(Collected data)
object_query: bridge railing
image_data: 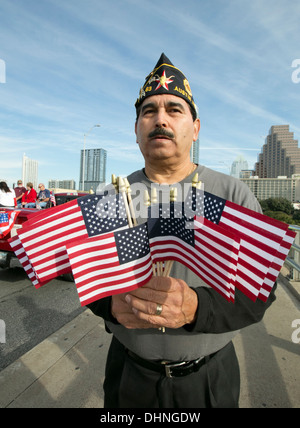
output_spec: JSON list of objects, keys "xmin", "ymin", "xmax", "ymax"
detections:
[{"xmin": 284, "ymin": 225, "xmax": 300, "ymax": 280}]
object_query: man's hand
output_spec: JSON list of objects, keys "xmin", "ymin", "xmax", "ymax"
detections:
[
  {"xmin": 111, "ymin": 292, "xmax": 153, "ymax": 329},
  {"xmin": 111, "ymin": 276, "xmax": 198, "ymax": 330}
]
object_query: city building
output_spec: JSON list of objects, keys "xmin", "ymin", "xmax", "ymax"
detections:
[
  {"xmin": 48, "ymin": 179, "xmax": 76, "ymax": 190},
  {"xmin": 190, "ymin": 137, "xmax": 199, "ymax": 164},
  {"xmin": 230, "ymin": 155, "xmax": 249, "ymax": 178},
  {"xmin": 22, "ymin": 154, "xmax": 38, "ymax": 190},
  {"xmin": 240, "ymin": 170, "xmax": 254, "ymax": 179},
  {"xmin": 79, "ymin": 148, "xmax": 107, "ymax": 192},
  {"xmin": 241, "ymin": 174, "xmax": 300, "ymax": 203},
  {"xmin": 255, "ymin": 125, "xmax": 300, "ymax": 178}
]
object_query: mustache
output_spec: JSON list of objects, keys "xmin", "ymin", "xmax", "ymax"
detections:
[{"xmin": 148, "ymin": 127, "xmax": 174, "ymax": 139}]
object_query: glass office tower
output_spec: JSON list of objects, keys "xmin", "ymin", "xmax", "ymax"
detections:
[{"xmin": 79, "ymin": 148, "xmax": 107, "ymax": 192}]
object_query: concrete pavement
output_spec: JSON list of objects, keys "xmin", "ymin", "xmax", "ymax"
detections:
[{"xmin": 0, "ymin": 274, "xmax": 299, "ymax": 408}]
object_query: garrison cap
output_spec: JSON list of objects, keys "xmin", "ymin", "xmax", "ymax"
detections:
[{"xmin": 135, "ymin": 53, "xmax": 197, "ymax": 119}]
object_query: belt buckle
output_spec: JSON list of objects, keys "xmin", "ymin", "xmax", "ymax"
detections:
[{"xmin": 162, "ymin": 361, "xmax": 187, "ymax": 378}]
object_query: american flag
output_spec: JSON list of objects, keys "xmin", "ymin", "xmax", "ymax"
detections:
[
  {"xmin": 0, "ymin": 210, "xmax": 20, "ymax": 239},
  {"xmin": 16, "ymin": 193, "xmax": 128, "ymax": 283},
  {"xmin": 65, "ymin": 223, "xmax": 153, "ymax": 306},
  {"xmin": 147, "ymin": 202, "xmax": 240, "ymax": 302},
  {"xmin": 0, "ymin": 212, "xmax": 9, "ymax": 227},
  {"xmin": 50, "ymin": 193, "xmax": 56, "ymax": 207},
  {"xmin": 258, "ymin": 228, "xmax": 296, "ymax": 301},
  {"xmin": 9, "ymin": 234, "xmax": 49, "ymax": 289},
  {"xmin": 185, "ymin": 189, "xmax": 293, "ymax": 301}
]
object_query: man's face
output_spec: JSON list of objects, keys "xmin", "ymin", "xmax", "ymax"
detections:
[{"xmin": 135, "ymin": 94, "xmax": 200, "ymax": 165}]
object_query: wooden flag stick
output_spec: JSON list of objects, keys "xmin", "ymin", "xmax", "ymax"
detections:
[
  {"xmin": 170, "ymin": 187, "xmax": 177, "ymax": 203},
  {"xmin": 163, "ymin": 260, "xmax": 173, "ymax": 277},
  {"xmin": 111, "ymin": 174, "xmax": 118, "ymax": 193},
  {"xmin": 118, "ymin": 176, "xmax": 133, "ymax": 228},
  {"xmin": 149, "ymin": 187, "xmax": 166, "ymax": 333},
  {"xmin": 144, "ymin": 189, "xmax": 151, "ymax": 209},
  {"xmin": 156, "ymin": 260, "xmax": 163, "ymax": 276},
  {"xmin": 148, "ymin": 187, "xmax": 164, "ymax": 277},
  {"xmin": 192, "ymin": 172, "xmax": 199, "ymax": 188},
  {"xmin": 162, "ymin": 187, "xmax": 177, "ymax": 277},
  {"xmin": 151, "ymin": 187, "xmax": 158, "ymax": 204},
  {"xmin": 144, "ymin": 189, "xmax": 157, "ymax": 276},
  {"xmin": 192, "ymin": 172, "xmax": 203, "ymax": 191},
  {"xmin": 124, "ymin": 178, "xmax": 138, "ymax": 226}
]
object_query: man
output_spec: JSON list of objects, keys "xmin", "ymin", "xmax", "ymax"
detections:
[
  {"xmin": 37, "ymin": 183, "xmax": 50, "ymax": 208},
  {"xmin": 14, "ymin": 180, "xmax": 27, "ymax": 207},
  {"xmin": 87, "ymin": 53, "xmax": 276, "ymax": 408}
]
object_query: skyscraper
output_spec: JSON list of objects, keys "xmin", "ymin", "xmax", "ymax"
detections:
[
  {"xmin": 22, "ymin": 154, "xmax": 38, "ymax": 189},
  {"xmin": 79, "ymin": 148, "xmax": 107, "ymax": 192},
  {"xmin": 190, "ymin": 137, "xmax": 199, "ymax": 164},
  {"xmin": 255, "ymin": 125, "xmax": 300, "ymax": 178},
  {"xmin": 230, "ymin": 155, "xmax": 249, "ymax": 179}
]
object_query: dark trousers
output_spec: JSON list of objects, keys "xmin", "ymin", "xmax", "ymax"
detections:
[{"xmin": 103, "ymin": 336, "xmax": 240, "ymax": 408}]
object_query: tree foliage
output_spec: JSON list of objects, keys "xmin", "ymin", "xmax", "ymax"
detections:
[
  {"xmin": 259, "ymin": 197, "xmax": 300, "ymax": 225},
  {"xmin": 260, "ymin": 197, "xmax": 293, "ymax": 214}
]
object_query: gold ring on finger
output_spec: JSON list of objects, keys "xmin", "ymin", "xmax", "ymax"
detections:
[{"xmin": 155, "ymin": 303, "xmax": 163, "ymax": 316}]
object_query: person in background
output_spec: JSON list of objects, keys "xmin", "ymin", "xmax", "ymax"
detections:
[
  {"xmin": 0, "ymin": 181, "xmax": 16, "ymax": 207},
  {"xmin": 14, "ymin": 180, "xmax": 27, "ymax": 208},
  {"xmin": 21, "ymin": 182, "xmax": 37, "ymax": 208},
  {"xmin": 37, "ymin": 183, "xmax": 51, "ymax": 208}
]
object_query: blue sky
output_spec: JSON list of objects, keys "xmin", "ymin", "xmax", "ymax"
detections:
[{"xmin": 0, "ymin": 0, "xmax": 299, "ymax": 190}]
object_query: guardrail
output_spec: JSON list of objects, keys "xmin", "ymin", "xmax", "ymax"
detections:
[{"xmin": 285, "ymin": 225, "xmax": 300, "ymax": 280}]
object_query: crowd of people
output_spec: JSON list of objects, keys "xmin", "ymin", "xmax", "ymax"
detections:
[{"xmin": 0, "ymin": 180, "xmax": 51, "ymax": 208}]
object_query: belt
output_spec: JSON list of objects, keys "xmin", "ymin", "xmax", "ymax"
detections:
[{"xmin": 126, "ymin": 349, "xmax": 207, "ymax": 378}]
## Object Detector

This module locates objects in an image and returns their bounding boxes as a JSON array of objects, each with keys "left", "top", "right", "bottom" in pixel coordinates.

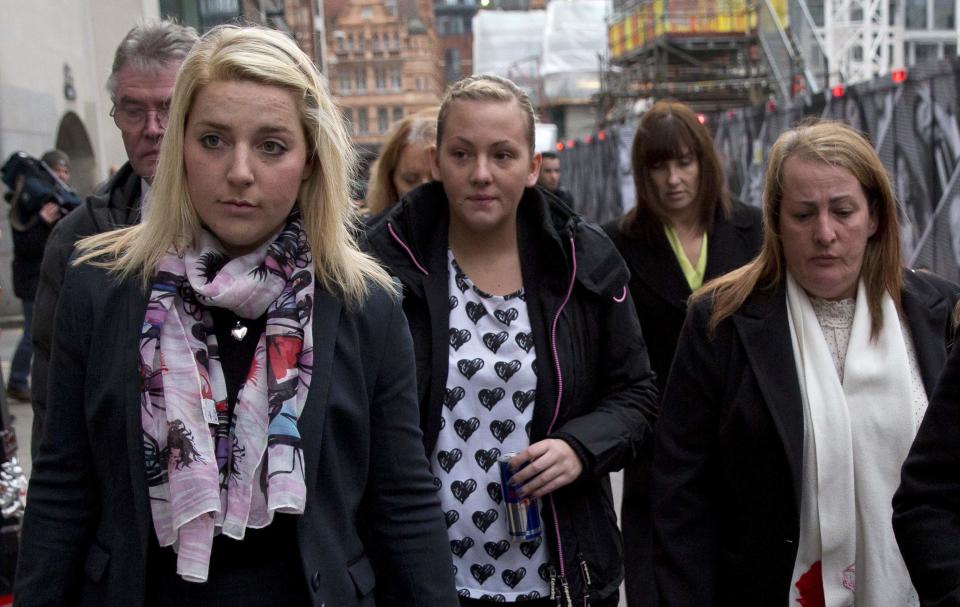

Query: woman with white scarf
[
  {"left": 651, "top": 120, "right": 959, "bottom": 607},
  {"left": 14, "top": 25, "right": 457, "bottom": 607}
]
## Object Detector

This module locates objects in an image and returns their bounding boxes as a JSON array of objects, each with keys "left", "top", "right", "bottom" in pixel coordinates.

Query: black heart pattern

• [Required action]: In the copy, leave out the pictures and restate the records exactly.

• [Exercise solution]:
object_query: bridge railing
image_data: 
output_spec: JSON list of objects, keys "xmin", "ymin", "xmax", "ymax"
detections:
[{"xmin": 284, "ymin": 225, "xmax": 300, "ymax": 280}]
object_query: man's hand
output_spec: JSON list of objects, keys "xmin", "ymin", "xmax", "ymax"
detections:
[
  {"xmin": 111, "ymin": 292, "xmax": 153, "ymax": 329},
  {"xmin": 111, "ymin": 276, "xmax": 198, "ymax": 330}
]
object_query: city building
output_spec: JSON list of objects, keys "xmin", "ymin", "xmax", "ymax"
detections:
[
  {"xmin": 48, "ymin": 179, "xmax": 76, "ymax": 190},
  {"xmin": 190, "ymin": 137, "xmax": 199, "ymax": 164},
  {"xmin": 230, "ymin": 155, "xmax": 249, "ymax": 178},
  {"xmin": 22, "ymin": 154, "xmax": 38, "ymax": 190},
  {"xmin": 240, "ymin": 170, "xmax": 254, "ymax": 179},
  {"xmin": 79, "ymin": 148, "xmax": 107, "ymax": 192},
  {"xmin": 241, "ymin": 174, "xmax": 300, "ymax": 203},
  {"xmin": 255, "ymin": 125, "xmax": 300, "ymax": 178}
]
object_query: mustache
output_spec: JSON list of objects, keys "xmin", "ymin", "xmax", "ymax"
detections:
[{"xmin": 148, "ymin": 127, "xmax": 174, "ymax": 139}]
object_query: glass office tower
output_spec: JSON list of objects, keys "xmin", "ymin", "xmax", "ymax"
detections:
[{"xmin": 79, "ymin": 148, "xmax": 107, "ymax": 192}]
object_query: concrete pavement
output_spec: JSON list of objects, keys "xmin", "ymin", "xmax", "ymax"
detections:
[{"xmin": 0, "ymin": 274, "xmax": 299, "ymax": 408}]
object_query: garrison cap
output_spec: JSON list of objects, keys "xmin", "ymin", "xmax", "ymax"
detections:
[{"xmin": 135, "ymin": 53, "xmax": 197, "ymax": 119}]
object_query: belt buckle
output_spec: JSON list of objects, keys "xmin", "ymin", "xmax", "ymax"
detections:
[{"xmin": 162, "ymin": 361, "xmax": 187, "ymax": 378}]
object_query: american flag
output_spec: JSON list of objects, keys "xmin", "ymin", "xmax", "ymax"
detections:
[
  {"xmin": 0, "ymin": 210, "xmax": 20, "ymax": 239},
  {"xmin": 16, "ymin": 193, "xmax": 128, "ymax": 283},
  {"xmin": 65, "ymin": 223, "xmax": 153, "ymax": 306},
  {"xmin": 147, "ymin": 202, "xmax": 240, "ymax": 302},
  {"xmin": 0, "ymin": 212, "xmax": 9, "ymax": 227},
  {"xmin": 50, "ymin": 193, "xmax": 56, "ymax": 207},
  {"xmin": 258, "ymin": 228, "xmax": 296, "ymax": 301},
  {"xmin": 9, "ymin": 234, "xmax": 49, "ymax": 289},
  {"xmin": 185, "ymin": 189, "xmax": 293, "ymax": 301}
]
object_query: man's face
output_spec: JSON list of objects, keys "xmin", "ymin", "xmax", "ymax"
detections:
[{"xmin": 135, "ymin": 94, "xmax": 200, "ymax": 165}]
object_query: wooden flag stick
output_spec: JSON list of objects, keys "xmin", "ymin", "xmax", "ymax"
detections:
[
  {"xmin": 170, "ymin": 187, "xmax": 177, "ymax": 203},
  {"xmin": 163, "ymin": 260, "xmax": 173, "ymax": 277},
  {"xmin": 111, "ymin": 174, "xmax": 118, "ymax": 193},
  {"xmin": 118, "ymin": 176, "xmax": 133, "ymax": 228},
  {"xmin": 149, "ymin": 187, "xmax": 166, "ymax": 333},
  {"xmin": 144, "ymin": 189, "xmax": 151, "ymax": 209},
  {"xmin": 156, "ymin": 260, "xmax": 163, "ymax": 276},
  {"xmin": 148, "ymin": 187, "xmax": 164, "ymax": 277},
  {"xmin": 192, "ymin": 172, "xmax": 199, "ymax": 188},
  {"xmin": 162, "ymin": 187, "xmax": 177, "ymax": 277},
  {"xmin": 151, "ymin": 187, "xmax": 158, "ymax": 204},
  {"xmin": 144, "ymin": 189, "xmax": 157, "ymax": 276},
  {"xmin": 192, "ymin": 172, "xmax": 203, "ymax": 191},
  {"xmin": 124, "ymin": 178, "xmax": 138, "ymax": 226}
]
object_query: man
output_spec: JSON list of objects, keys "xmin", "ymin", "xmax", "ymax"
detections:
[
  {"xmin": 37, "ymin": 183, "xmax": 50, "ymax": 208},
  {"xmin": 14, "ymin": 180, "xmax": 27, "ymax": 207},
  {"xmin": 87, "ymin": 53, "xmax": 276, "ymax": 408}
]
object_query: skyscraper
output_spec: JSON list of objects, keys "xmin", "ymin", "xmax", "ymax"
detections:
[
  {"xmin": 22, "ymin": 154, "xmax": 38, "ymax": 189},
  {"xmin": 79, "ymin": 148, "xmax": 107, "ymax": 192},
  {"xmin": 190, "ymin": 137, "xmax": 199, "ymax": 164},
  {"xmin": 255, "ymin": 125, "xmax": 300, "ymax": 178},
  {"xmin": 230, "ymin": 155, "xmax": 249, "ymax": 179}
]
object_query: dark trousers
output_spec: JSON list of objects, keys "xmin", "ymin", "xmax", "ymax"
detections:
[{"xmin": 103, "ymin": 336, "xmax": 240, "ymax": 408}]
object_query: tree foliage
output_spec: JSON list of objects, keys "xmin", "ymin", "xmax", "ymax"
detections:
[
  {"xmin": 259, "ymin": 197, "xmax": 300, "ymax": 225},
  {"xmin": 260, "ymin": 197, "xmax": 293, "ymax": 214}
]
object_query: gold ring on finger
output_spec: JSON list of objects, keys "xmin", "ymin", "xmax", "ymax"
detections:
[{"xmin": 155, "ymin": 303, "xmax": 163, "ymax": 316}]
object_query: person in background
output_spec: JSON list of objects, keys "xmin", "ymin", "xmax", "ymax"
detections:
[
  {"xmin": 0, "ymin": 181, "xmax": 16, "ymax": 207},
  {"xmin": 14, "ymin": 180, "xmax": 27, "ymax": 208},
  {"xmin": 21, "ymin": 182, "xmax": 37, "ymax": 208},
  {"xmin": 37, "ymin": 183, "xmax": 51, "ymax": 208}
]
object_query: blue sky
output_spec: JSON list of objects, keys "xmin", "ymin", "xmax", "ymax"
detections:
[{"xmin": 0, "ymin": 0, "xmax": 299, "ymax": 190}]
object_query: guardrail
output_spec: JSON list of objects, keys "xmin", "ymin", "xmax", "ymax"
detections:
[{"xmin": 285, "ymin": 225, "xmax": 300, "ymax": 280}]
object_query: crowd of people
output_spec: JSON list of objects, keys "xmin", "ymin", "xmax", "ymax"
detections:
[{"xmin": 0, "ymin": 180, "xmax": 51, "ymax": 208}]
object_query: belt
output_spec: JSON list of objects, keys "xmin", "ymin", "xmax", "ymax"
detections:
[{"xmin": 126, "ymin": 349, "xmax": 207, "ymax": 378}]
## Object Detector

This module locates objects in an image and returns their bounding boxes as a JSON array of objects, each with keys "left", "top", "right", "bottom" in pixel coordinates.


Query: woman with white scarf
[
  {"left": 651, "top": 120, "right": 959, "bottom": 607},
  {"left": 14, "top": 25, "right": 457, "bottom": 607}
]
## Object Detector

This module locates objects in an image and returns their bounding boxes as a JSON array of objects, each with keys "left", "top", "right", "bottom" in pixel coordinates.

Query: black heart pattern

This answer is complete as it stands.